# SECCIÓN DEL DOCUMENTO

■ ■ ■

El filme de Brady Corbet parece no haber sentado demasiado bien entre los especialistas, obsesionados en señalar sus inexactitudes y estereotipos. Conviene tomárselo con filosofía, para no abrir otra brecha más entre lo que la sociedad abraza con atención y premios y lo que la arquitectura considera apropiado contar de sí misma.

Hablemos sin spoilers de la película. Es de suponer que ya sabrán de su duración desmesurada, 215 minutos con intermedio incluido, y de su historia, un punto folletinesca. Sin desvelar demasiado y tras una obertura magistral, sus dos partes abarcan desde 1947 a 1960 y desgranan las idas y venidas entre László Tóth (Adrien Brody), un ficticio arquitecto húngaro, superviviente del Holocausto, y su némesis, Harrison Lee Van Buren (Guy Pearce), un mecenas norteamericano que le encarga un centro comunitario en honor a su difunta madre. Tóth vivirá y trabajará en sus terrenos, mientras trata de reencontrarse con su mujer Erzsébet (Felicity Jones) y su sobrina Zsófia (Raffey Cassidy), que escaparon también del exterminio pero continúan retenidas en Europa.

Con estos mimbres y durante casi cuatro horas, The Brutalist habla de inmigración, antisemitismo, traumas y sueños que se tornan pesadillas, y hasta de ser drogadicto y funcional, pero bastante menos de arquitectura de lo que podría parecer. Probablemente, ese papel secundario haya espoleado las críticas, que se concentran, sobre todo, en dos aspectos: los hechos documentales y lo que el personaje dice y hace en pantalla.

■ ■ ■

# ENUNCIADO DEL PROBLEMA 1
¿Puedes convertir en una lista numerada las líneas de los registros, empezando por la primera y terminando con la que contiene "Draw the outline", ambas incluidas, sin las líneas en blanco?
El texto y los registros proceden de fuentes distintas.

Registros de anotación de contornos

■ ■ ■

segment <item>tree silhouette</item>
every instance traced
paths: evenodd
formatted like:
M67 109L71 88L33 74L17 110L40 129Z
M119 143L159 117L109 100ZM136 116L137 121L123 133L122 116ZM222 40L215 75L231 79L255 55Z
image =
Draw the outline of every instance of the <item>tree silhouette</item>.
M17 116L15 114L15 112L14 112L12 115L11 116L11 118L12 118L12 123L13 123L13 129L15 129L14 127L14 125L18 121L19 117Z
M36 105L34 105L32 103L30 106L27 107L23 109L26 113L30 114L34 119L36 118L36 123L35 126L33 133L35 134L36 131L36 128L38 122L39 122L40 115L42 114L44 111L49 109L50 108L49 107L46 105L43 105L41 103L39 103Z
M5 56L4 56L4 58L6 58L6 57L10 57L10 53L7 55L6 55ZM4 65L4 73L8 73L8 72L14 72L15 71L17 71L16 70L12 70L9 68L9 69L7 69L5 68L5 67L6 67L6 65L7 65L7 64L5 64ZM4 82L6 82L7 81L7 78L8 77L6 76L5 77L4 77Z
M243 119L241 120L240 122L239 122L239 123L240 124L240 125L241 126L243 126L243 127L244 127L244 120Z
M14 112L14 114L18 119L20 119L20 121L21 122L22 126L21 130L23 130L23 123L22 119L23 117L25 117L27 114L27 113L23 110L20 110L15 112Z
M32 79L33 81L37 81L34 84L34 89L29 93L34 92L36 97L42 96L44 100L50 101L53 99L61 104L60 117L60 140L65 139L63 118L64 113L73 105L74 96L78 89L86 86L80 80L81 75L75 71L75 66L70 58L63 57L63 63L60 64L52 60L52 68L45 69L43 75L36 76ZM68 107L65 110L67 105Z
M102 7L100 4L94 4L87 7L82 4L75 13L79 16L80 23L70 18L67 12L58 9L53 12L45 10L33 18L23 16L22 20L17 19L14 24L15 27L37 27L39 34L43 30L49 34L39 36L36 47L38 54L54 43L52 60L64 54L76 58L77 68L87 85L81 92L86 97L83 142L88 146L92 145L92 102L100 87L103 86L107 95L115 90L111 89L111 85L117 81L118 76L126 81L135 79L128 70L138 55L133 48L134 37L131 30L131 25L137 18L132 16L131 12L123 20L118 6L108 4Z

■ ■ ■

# ENUNCIADO DEL PROBLEMA 2
¿Cómo resumirías en dos oraciones el texto sobre The Brutalist?

# SALIDA COMPLETA 1
1. segment <item>tree silhouette</item>
2. every instance traced
3. paths: evenodd
4. formatted like:
5. M67 109L71 88L33 74L17 110L40 129Z
6. M119 143L159 117L109 100ZM136 116L137 121L123 133L122 116ZM222 40L215 75L231 79L255 55Z
7. image =
8. Draw the outline of every instance of the <item>tree silhouette</item>.

# SALIDA COMPLETA 2
The Brutalist, el filme de Brady Corbet, dura 215 minutos y narra la relación entre László Tóth, un ficticio arquitecto húngaro superviviente del Holocausto, y Harrison Lee Van Buren, un mecenas norteamericano que le encarga un centro comunitario en honor a su difunta madre. La película habla de inmigración, antisemitismo y traumas, pero bastante menos de arquitectura de lo que podría parecer, y las críticas de los especialistas se concentran en los hechos documentales y en lo que el personaje dice y hace en pantalla.